PROBLEM STATEMENT
Starting with the line containing "action | put a dot on each instance of the shrub" and going on through the line containing "query | front door", return the lines of the data below exactly, and only those.

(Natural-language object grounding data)
--------------------

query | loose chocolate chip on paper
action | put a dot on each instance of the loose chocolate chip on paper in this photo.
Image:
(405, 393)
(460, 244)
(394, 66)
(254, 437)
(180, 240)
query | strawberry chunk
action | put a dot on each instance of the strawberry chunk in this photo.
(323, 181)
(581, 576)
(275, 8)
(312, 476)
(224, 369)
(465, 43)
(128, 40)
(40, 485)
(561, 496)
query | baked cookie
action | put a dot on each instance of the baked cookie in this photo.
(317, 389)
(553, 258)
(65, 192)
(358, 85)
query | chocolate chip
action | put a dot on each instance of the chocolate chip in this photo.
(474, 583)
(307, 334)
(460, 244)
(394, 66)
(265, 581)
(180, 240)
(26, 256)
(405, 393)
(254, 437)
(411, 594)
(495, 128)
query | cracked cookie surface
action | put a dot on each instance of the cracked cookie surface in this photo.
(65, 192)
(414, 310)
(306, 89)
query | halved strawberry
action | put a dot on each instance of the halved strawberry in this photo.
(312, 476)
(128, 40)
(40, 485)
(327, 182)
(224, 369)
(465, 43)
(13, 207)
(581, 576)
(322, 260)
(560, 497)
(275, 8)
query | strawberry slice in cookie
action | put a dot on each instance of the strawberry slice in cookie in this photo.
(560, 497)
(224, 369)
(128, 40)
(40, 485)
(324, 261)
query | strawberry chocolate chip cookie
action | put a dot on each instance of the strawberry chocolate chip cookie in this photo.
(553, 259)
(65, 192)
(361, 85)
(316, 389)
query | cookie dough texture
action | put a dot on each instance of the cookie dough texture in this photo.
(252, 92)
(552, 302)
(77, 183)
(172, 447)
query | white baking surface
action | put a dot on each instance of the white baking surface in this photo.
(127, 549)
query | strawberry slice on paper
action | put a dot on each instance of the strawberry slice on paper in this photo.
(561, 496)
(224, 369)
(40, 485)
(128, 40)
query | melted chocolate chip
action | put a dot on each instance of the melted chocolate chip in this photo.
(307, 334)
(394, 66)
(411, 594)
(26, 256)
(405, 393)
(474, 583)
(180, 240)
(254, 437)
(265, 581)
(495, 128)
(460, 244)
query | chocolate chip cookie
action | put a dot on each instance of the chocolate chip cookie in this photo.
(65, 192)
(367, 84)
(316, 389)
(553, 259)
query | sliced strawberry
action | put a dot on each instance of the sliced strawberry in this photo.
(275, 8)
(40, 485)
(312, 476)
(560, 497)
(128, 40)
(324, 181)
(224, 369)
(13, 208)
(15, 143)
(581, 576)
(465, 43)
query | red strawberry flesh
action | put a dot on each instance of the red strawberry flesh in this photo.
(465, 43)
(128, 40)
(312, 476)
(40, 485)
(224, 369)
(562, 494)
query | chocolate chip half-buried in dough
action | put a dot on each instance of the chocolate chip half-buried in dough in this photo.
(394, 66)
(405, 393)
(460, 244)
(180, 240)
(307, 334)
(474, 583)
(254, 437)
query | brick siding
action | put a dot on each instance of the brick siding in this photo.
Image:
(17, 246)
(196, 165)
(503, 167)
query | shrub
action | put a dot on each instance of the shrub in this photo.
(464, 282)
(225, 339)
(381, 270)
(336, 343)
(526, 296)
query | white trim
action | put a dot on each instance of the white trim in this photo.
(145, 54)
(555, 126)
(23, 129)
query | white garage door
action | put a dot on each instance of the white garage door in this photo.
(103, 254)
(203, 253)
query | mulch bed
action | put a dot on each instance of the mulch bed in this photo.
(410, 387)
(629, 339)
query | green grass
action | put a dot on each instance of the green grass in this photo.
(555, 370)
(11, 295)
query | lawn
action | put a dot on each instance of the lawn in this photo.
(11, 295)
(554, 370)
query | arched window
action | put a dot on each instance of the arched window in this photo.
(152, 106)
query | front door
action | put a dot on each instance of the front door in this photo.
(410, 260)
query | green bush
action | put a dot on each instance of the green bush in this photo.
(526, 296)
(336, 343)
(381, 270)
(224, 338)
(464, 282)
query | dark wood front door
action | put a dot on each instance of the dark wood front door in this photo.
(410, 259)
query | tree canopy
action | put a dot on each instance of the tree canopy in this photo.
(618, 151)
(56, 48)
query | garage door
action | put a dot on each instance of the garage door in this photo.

--------------------

RESPONSE FOR THIS EXERCISE
action | put a dot on each instance of the shrub in this photo.
(464, 282)
(225, 339)
(381, 270)
(336, 343)
(526, 296)
query | white trim
action | put a dot on each instance of the white trim in this photo.
(145, 54)
(555, 126)
(23, 129)
query | white garage door
action | put a dot on each instance of the white garage door in this photo.
(103, 254)
(203, 253)
query | mulch bed
action | put a dot on each instance of the mulch bed in this photo.
(410, 387)
(629, 339)
query | green grass
action | put a dot on each instance of the green grass in this photo.
(555, 370)
(11, 295)
query | lawn
action | put a dot on each instance of the lawn in this photo.
(11, 295)
(554, 370)
query | arched window
action | put a dot on each instance of the arched window in this photo.
(152, 106)
query | front door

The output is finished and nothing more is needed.